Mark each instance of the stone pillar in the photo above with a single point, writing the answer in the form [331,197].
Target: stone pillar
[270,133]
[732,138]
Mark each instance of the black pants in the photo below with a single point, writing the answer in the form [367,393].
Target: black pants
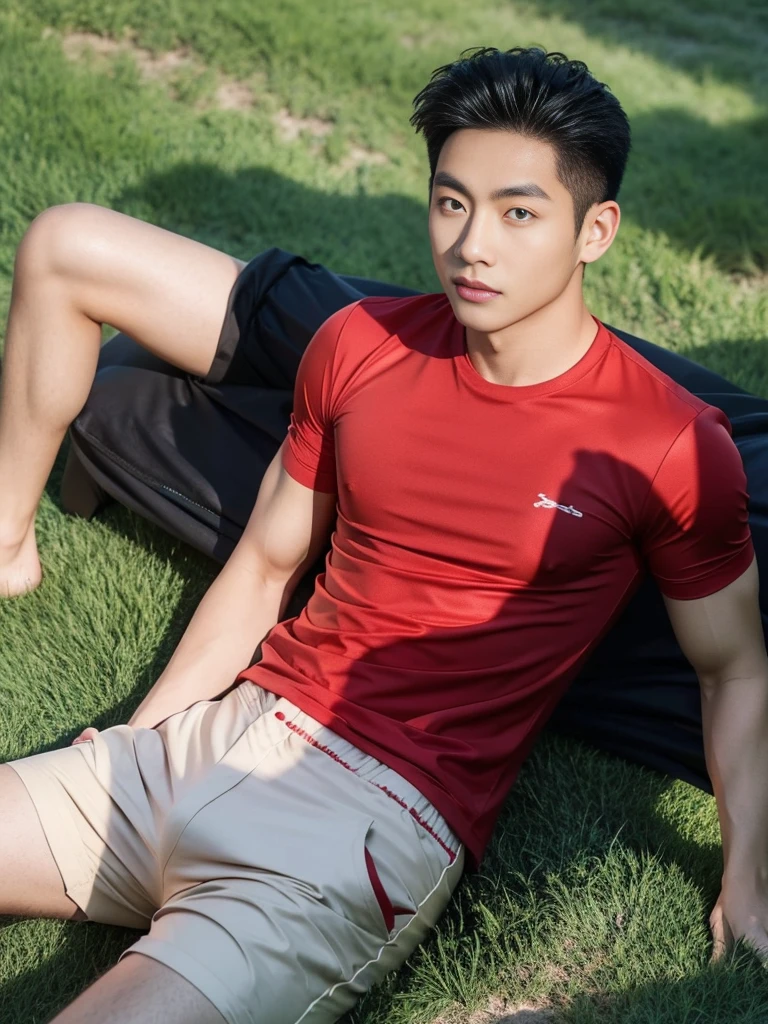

### Your task
Show each line of the data above that contains the string "black". Treat uppercase and lowercase as different.

### Task response
Mark each instance of the black pants in the photo below with a single point, writing the answer in the form [367,393].
Target: black pants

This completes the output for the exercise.